JOB: Please arrange the items, starting at the first item and ending at the line that contains "POLYGON ((228 99, 232", as a two-column CSV with the headers instruction and output, giving one row per item. Put each item's text and its answer in their own quoted fields, with line breaks replaced by spaces.

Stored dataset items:
- - - - -

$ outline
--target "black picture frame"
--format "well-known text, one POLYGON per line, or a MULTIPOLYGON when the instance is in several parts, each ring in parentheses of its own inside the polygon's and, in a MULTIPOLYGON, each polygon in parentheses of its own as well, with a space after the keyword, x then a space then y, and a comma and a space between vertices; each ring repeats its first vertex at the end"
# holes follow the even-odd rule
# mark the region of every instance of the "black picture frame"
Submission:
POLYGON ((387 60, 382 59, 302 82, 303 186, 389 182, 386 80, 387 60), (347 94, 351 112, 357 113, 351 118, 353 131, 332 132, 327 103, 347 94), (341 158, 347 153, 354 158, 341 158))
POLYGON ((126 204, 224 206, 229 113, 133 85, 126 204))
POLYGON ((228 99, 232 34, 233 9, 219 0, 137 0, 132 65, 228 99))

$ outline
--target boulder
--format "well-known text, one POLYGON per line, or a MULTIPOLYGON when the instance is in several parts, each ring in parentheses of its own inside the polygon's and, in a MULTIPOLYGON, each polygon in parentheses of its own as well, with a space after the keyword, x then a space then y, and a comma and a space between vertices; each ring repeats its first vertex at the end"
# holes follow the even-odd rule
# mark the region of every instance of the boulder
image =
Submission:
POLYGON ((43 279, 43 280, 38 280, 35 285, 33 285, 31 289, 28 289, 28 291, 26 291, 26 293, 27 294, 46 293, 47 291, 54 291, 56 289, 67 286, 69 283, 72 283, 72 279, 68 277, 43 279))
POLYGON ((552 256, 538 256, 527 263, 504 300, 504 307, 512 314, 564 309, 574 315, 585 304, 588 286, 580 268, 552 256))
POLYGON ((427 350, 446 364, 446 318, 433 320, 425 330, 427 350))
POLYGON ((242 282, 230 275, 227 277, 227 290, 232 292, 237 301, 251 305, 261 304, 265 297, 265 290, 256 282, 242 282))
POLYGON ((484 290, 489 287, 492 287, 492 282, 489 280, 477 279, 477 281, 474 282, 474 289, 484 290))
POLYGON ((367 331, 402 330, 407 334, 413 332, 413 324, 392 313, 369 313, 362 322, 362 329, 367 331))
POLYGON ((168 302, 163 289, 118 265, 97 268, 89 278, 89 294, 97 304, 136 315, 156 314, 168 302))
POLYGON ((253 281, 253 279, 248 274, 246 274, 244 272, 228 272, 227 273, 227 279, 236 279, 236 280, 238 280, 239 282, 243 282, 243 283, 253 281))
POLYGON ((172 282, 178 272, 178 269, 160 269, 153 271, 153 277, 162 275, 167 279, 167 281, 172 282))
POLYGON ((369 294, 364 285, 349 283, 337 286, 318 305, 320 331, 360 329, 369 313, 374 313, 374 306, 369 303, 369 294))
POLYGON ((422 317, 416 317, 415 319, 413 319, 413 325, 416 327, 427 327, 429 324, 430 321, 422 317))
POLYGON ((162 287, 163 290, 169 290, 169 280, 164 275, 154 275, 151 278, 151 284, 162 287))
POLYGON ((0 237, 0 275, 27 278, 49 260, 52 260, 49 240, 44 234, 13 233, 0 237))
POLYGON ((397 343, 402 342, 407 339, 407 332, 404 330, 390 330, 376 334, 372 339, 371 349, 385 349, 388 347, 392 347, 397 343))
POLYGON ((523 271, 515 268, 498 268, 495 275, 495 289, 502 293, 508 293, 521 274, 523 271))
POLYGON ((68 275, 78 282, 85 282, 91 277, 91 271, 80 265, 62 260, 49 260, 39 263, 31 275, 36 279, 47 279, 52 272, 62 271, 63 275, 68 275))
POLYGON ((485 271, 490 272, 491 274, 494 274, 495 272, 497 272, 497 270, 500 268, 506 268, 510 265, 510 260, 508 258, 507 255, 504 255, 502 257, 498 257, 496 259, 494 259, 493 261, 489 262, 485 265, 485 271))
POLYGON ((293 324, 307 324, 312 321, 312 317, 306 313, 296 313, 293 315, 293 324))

- - - - -

COMPLETED EXERCISE:
instruction,output
"$ outline --target ""black picture frame"" --format ""well-known text, one POLYGON per line, or a MULTIPOLYGON when the instance is in several parts, each ring in parentheses of its own inside the polygon's and, in a MULTIPOLYGON, each polygon in parentheses of its own as well, with a space after the keyword, x then a space then y, and a comma and a space between vertices; each ring repeats its first vertex at the end"" # holes follow the even-odd rule # mark the region of every instance of the ""black picture frame"" Submission:","POLYGON ((387 60, 382 59, 302 82, 303 186, 389 182, 386 80, 387 60), (347 94, 351 112, 357 113, 351 118, 353 131, 332 132, 327 103, 347 94), (341 158, 347 153, 354 158, 341 158)) POLYGON ((126 204, 224 206, 229 113, 133 85, 126 204)) POLYGON ((228 99, 232 34, 233 9, 219 0, 137 0, 132 65, 228 99))"